■ **TO DO**
Reproduce every one of the entries below word for word, leaving each line unchanged.
>>>
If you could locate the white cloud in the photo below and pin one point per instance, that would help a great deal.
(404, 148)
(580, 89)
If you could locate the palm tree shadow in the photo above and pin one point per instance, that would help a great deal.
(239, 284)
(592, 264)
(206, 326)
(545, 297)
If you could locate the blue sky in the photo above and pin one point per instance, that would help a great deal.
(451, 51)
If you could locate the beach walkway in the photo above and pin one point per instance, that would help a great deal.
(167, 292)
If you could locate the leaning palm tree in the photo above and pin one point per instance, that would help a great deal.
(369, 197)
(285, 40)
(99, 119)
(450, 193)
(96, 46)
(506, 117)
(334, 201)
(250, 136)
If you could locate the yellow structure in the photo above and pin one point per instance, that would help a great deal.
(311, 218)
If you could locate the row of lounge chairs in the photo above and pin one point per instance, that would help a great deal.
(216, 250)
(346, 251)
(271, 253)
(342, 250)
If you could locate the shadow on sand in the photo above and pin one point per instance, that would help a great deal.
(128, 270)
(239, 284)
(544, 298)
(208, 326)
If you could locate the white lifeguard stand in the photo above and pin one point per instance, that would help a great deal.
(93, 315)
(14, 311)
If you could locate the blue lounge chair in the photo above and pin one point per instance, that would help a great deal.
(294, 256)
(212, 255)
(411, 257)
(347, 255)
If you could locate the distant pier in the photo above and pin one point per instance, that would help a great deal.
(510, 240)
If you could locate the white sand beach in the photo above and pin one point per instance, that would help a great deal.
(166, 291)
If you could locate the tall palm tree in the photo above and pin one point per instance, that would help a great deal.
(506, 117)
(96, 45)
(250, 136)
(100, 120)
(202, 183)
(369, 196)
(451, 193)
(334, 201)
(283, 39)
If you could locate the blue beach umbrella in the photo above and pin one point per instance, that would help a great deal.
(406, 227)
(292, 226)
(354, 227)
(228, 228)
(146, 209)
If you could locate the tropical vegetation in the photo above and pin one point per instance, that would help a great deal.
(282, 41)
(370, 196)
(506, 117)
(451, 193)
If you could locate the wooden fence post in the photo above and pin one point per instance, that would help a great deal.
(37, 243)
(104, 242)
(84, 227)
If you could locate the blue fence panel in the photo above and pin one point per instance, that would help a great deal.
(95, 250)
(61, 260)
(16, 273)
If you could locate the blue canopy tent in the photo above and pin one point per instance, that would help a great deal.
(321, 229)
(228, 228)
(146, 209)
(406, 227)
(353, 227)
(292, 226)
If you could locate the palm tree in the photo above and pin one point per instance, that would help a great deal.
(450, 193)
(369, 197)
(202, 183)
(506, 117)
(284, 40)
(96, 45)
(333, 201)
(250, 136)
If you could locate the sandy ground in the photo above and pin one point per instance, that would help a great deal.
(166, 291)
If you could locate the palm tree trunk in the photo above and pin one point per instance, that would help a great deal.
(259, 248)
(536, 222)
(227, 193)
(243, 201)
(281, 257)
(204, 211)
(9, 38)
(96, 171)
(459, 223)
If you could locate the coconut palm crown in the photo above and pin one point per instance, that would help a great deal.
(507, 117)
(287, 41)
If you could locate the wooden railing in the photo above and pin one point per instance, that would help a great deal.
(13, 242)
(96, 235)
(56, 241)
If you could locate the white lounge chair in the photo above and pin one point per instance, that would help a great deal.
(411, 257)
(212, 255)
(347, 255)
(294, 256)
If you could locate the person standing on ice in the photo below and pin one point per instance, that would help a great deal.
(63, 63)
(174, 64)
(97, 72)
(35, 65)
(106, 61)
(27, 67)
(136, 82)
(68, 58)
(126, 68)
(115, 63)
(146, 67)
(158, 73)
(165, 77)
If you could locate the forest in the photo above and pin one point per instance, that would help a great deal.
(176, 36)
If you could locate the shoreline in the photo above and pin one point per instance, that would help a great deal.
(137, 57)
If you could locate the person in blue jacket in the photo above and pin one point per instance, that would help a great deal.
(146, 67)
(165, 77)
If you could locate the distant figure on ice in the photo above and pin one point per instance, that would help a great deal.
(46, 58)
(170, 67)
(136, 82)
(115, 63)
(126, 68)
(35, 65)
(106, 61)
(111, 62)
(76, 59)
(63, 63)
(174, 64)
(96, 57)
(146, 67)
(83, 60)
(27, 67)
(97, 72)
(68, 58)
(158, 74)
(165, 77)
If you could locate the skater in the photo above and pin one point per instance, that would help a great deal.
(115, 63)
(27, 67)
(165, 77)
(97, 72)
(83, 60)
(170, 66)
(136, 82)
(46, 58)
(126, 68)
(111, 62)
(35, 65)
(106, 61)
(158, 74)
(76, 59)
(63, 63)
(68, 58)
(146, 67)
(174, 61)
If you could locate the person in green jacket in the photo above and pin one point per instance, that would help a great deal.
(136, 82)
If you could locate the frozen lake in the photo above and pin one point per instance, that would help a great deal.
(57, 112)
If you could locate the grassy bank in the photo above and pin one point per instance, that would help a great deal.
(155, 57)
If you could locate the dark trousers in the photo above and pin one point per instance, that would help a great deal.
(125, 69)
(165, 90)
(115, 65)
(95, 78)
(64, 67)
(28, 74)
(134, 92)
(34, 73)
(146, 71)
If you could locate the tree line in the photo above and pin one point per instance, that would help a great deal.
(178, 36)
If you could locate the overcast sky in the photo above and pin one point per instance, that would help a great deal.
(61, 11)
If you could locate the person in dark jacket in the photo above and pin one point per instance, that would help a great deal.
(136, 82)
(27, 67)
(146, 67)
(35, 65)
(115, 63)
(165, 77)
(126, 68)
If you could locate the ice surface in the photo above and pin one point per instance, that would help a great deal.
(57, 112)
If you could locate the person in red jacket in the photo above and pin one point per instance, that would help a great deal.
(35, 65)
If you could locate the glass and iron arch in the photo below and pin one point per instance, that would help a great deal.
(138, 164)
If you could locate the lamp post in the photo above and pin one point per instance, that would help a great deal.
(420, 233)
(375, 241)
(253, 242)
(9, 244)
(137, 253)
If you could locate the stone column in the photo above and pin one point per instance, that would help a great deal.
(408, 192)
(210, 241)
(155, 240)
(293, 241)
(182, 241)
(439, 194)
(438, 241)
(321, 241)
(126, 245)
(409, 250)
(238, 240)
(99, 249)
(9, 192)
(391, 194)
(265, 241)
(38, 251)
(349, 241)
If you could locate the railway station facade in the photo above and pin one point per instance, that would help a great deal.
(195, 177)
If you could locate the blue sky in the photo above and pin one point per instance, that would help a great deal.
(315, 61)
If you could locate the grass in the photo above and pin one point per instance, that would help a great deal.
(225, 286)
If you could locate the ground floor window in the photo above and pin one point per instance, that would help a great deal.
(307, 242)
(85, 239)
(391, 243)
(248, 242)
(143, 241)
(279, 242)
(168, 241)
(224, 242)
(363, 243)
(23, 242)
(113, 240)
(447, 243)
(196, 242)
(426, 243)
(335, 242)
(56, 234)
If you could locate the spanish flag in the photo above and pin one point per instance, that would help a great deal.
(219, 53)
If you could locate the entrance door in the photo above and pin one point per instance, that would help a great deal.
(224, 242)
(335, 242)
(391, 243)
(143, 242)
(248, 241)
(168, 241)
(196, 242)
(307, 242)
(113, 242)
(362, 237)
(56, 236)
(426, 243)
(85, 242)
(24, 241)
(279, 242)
<<<
■ **EXERCISE OUTPUT**
If you could locate the white cloud in the photo below and pin one point per instance, that would help a great deal.
(404, 148)
(580, 89)
If you could locate the palm tree shadow in the photo above and pin one point per instance, that would help a great deal.
(239, 284)
(592, 264)
(206, 326)
(545, 297)
If you could locate the blue sky in the photo above and pin one point per instance, that would help a great deal.
(451, 51)
If you could locate the beach walkway in the photo above and pin one point per instance, that would help a great deal.
(167, 292)
If you could locate the leaning palm tree in the photo above and pin one point per instance, that would help a great deal.
(369, 197)
(285, 40)
(99, 119)
(450, 193)
(96, 46)
(506, 117)
(334, 201)
(250, 136)
If you could locate the yellow structure in the photo above and pin one point per instance, that would help a great deal.
(311, 218)
If you could locate the row of lounge chairs in the photo above and pin one point per instance, that would help a great deal.
(216, 250)
(346, 251)
(271, 253)
(342, 250)
If you could locate the shadow on sand in the photo above and pin one point per instance, that would help a great deal.
(128, 270)
(239, 284)
(544, 298)
(208, 326)
If you could locate the white lifeguard stand in the photo above and pin one point per instance, that would help a great deal.
(93, 315)
(14, 311)
If you could locate the blue lounge chair in the photo above and pin one point per instance, that would help a great deal.
(294, 256)
(212, 255)
(411, 257)
(347, 255)
If you could locate the distant pier in the photo above and pin one point per instance, that would help a great deal.
(510, 240)
If you could locate the white sand beach in the photo above and pin one point per instance, that would help a great deal.
(166, 291)
If you could locate the tall palm tree in the photo above and pin one point per instance, that would help a great deal.
(506, 117)
(96, 45)
(250, 136)
(100, 120)
(202, 183)
(369, 196)
(451, 193)
(334, 201)
(283, 39)
If you could locate the blue beach umbrella in the photo above and pin one point per instance, that would help a great deal.
(406, 227)
(292, 226)
(354, 227)
(228, 228)
(146, 209)
If you could locate the tropical vegetation in the photo above and pin one point per instance, that would help a great deal.
(282, 41)
(370, 196)
(506, 117)
(451, 193)
If you could locate the wooden fence post in the photo above and pin one point per instance, that would help a great deal.
(37, 243)
(104, 242)
(84, 227)
If you could locate the blue fence panel in the photo above and pin one point per instance, that would help a great deal.
(95, 250)
(61, 260)
(16, 273)
If you could locate the blue canopy tent in the photo above and pin one point per instance, that would help a great deal.
(321, 229)
(228, 228)
(146, 209)
(406, 227)
(353, 227)
(292, 226)
If you could locate the palm tree in the photo above and pin one point per instance, that would help a great deal.
(450, 193)
(369, 197)
(202, 183)
(506, 117)
(284, 40)
(96, 45)
(333, 201)
(250, 136)
If you could locate the sandy ground in the photo above and pin one point per instance, that would help a great deal.
(166, 291)
If you could locate the palm tree trunk in the photo above and pin one point per instance, that would help a great deal.
(259, 248)
(536, 222)
(227, 193)
(243, 201)
(281, 257)
(204, 211)
(9, 38)
(96, 171)
(459, 223)
If you could locate the coconut palm crown in the photo above and pin one point per instance, that would help a great deal.
(507, 117)
(287, 41)
If you could locate the wooden railing in the photo above and pin one point per instance, that would help a great deal.
(13, 242)
(96, 235)
(56, 241)
If you could locate the white lounge chair in the photo above and pin one point per instance, that would help a great deal.
(411, 257)
(212, 255)
(347, 255)
(294, 256)
If you could locate the person standing on ice in the photo below and pin one point per instance, that would help a great deal.
(63, 63)
(174, 64)
(97, 72)
(35, 65)
(106, 61)
(27, 67)
(136, 82)
(68, 58)
(126, 68)
(115, 63)
(146, 67)
(158, 73)
(165, 77)
If you could locate the forest in the photo above and pin one point per instance, that would help a great deal.
(176, 36)
If you could locate the shoreline in the photo above and pin one point per instance, that would help a great deal.
(137, 57)
If you could locate the person in blue jacket in the photo above and pin one point per instance, that would help a great deal.
(146, 67)
(165, 77)
If you could locate the distant figure on ice in the photo above and pin one point per instance, that would help a great deal.
(46, 58)
(170, 67)
(136, 82)
(115, 63)
(126, 68)
(35, 65)
(106, 61)
(111, 62)
(76, 59)
(63, 63)
(174, 64)
(96, 57)
(146, 67)
(83, 60)
(27, 67)
(97, 72)
(68, 58)
(158, 74)
(165, 77)
If you could locate the skater in the photo above and pin one point per instance, that would help a great deal.
(115, 63)
(27, 67)
(165, 77)
(97, 72)
(83, 60)
(170, 66)
(136, 82)
(46, 58)
(126, 68)
(111, 62)
(35, 65)
(106, 61)
(158, 74)
(76, 59)
(63, 63)
(68, 58)
(146, 67)
(174, 61)
If you could locate the person in green jacket in the photo above and pin one point per instance, that would help a great deal.
(136, 82)
If you could locate the frozen lake in the photo above and pin one point per instance, that would help a great deal.
(57, 112)
If you could locate the grassy bank in the photo above and pin one point per instance, that would help a great deal.
(155, 57)
If you could locate the dark trousers in the photo above and pin one point per instance, that would help a great deal.
(125, 69)
(165, 90)
(115, 65)
(95, 78)
(64, 67)
(28, 74)
(134, 92)
(34, 73)
(146, 71)
If you could locate the tree line in the photo above and pin one point per instance, that would help a great deal.
(178, 36)
If you could locate the overcast sky in the photo above and pin one point per instance, that would help a great deal.
(61, 11)
If you could locate the person in dark jacket in the photo above and pin one point per instance, that would help a great deal.
(136, 82)
(27, 67)
(146, 67)
(35, 65)
(115, 63)
(165, 77)
(126, 68)
If you could locate the ice surface in the photo above and pin one point per instance, that would help a great deal.
(57, 112)
If you could locate the person in red jacket in the photo above and pin one point per instance, that would help a great deal.
(35, 65)
If you could locate the glass and iron arch in the photo below and pin one point per instance, that would help a great deal.
(138, 164)
If you could locate the lamp post in the photo above and pin one point per instance, that would help a great deal.
(420, 233)
(375, 241)
(253, 242)
(9, 244)
(137, 253)
If you could locate the stone column in the photo above and pin one point per instance, that would help a great deal.
(408, 192)
(210, 241)
(155, 240)
(293, 241)
(182, 241)
(439, 194)
(438, 241)
(321, 241)
(126, 245)
(409, 250)
(238, 240)
(99, 249)
(9, 192)
(391, 194)
(265, 241)
(38, 251)
(349, 241)
If you could locate the railway station facade in the photo above and pin one point per instance, that would help a great deal.
(195, 177)
If you could locate the blue sky in the photo above and pin one point per instance, that would help a great deal.
(315, 61)
If you could locate the grass in the photo above and pin one point per instance, that would help a great deal.
(225, 286)
If you could locate the ground floor window in the photo above and pin one point per instance, that would help a great deal.
(307, 242)
(85, 239)
(391, 243)
(248, 242)
(143, 241)
(279, 242)
(168, 241)
(224, 242)
(363, 243)
(23, 242)
(113, 240)
(447, 243)
(196, 242)
(426, 243)
(335, 242)
(56, 234)
If you could locate the spanish flag in the photo above and pin one point per instance, that would help a great deal.
(219, 53)
If you could locate the entrance door in the photo above and pin one point per instance, that would help a great deal.
(224, 242)
(335, 242)
(391, 243)
(143, 242)
(248, 241)
(168, 241)
(196, 242)
(307, 242)
(113, 242)
(362, 237)
(56, 236)
(426, 243)
(85, 242)
(24, 241)
(279, 242)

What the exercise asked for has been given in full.